■ **WHAT TO DO**
Reproduce the data below line for line without any changes, leaving out the pictures.

▽

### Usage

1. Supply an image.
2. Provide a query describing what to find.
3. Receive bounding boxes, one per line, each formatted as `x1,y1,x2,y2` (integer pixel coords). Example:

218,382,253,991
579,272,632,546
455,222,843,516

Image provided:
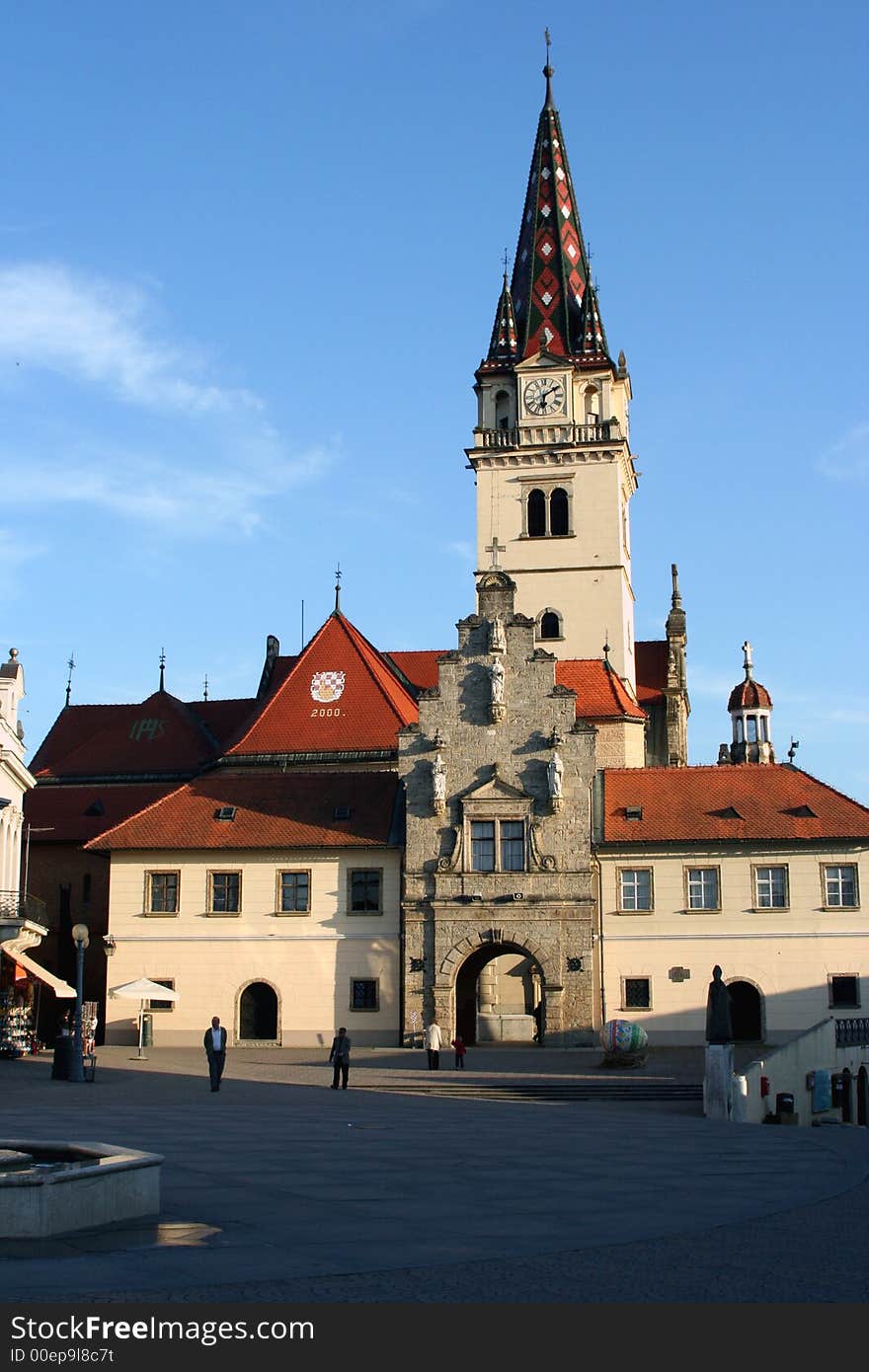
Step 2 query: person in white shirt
201,1016,226,1091
426,1020,443,1072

△

■ **RESULT BELOW**
### Usage

1. Supply an image.
2. Provide a query describing what to find.
3. Receive bounding boxes, one per line, each formatted as `x1,y1,x2,y2` (integer pixel coords). Example:

218,382,253,991
579,272,632,546
455,222,843,516

Image provided:
Step 2 query: person in white shirt
201,1016,226,1091
426,1020,443,1072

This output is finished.